#### Records provided ####
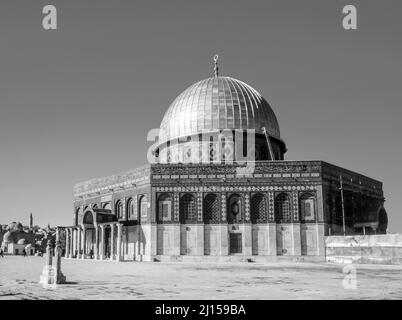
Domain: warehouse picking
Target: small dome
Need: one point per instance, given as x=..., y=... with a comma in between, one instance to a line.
x=8, y=237
x=14, y=226
x=22, y=241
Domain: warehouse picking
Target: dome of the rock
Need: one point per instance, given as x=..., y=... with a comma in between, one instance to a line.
x=218, y=104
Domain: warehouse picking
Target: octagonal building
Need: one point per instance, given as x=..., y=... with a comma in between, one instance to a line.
x=220, y=189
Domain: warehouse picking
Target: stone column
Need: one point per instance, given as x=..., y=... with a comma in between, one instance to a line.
x=79, y=236
x=102, y=244
x=84, y=245
x=67, y=255
x=96, y=251
x=119, y=231
x=112, y=242
x=71, y=231
x=74, y=241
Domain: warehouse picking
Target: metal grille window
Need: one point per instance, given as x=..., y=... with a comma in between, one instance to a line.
x=119, y=209
x=282, y=207
x=211, y=209
x=259, y=212
x=188, y=209
x=143, y=205
x=307, y=207
x=165, y=208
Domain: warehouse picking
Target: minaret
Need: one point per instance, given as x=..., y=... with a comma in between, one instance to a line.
x=216, y=68
x=30, y=221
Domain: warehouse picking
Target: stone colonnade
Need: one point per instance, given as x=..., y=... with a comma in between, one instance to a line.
x=99, y=241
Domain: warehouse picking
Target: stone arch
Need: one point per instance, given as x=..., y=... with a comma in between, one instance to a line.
x=259, y=208
x=382, y=221
x=88, y=218
x=188, y=208
x=131, y=210
x=307, y=207
x=143, y=206
x=212, y=208
x=283, y=208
####
Rewrite all of the rows above, changing "warehouse picking" to "landmark survey" wherever it appears and keeping everything else the same. Leave the pictures out.

* Correct response:
Domain: landmark survey
Target: small dome
Need: one point per instance, given as x=..., y=... with a comma in between, one instance to a line.
x=8, y=237
x=14, y=226
x=22, y=241
Domain: landmark survey
Target: dome of the rock
Need: one point per instance, given as x=..., y=... with a comma in between, one instance to a line.
x=218, y=104
Domain: landmark survey
Target: octagonal building
Need: one point per instance, given as x=..., y=... with a comma in between, one instance to a line.
x=220, y=189
Domain: landmark survey
Target: stone column
Need: one point per instance, given as x=..., y=... with a comma in between, one instance to a line.
x=79, y=236
x=102, y=244
x=84, y=245
x=67, y=255
x=96, y=251
x=119, y=231
x=112, y=242
x=71, y=231
x=74, y=241
Domain: landmark survey
Target: metal grille window
Need: one point per instance, given as x=..., y=... with a comma in between, one instance to a line.
x=119, y=209
x=282, y=207
x=211, y=209
x=259, y=212
x=188, y=209
x=143, y=205
x=307, y=207
x=165, y=208
Domain: landmark survey
Target: minaret
Need: one point per instance, given as x=..., y=... with a comma in between, one instance to a line.
x=216, y=68
x=30, y=221
Domain: landmark survey
Target: stone colonnade
Need: one point per instance, given as x=..., y=... with a comma in between, one instance to a line.
x=99, y=241
Domain: landmark survey
Target: stone arch
Need: one point per instance, given as x=..., y=... with a comma in between, one instance to a line.
x=259, y=208
x=382, y=221
x=88, y=218
x=188, y=208
x=131, y=210
x=307, y=207
x=143, y=206
x=212, y=208
x=283, y=208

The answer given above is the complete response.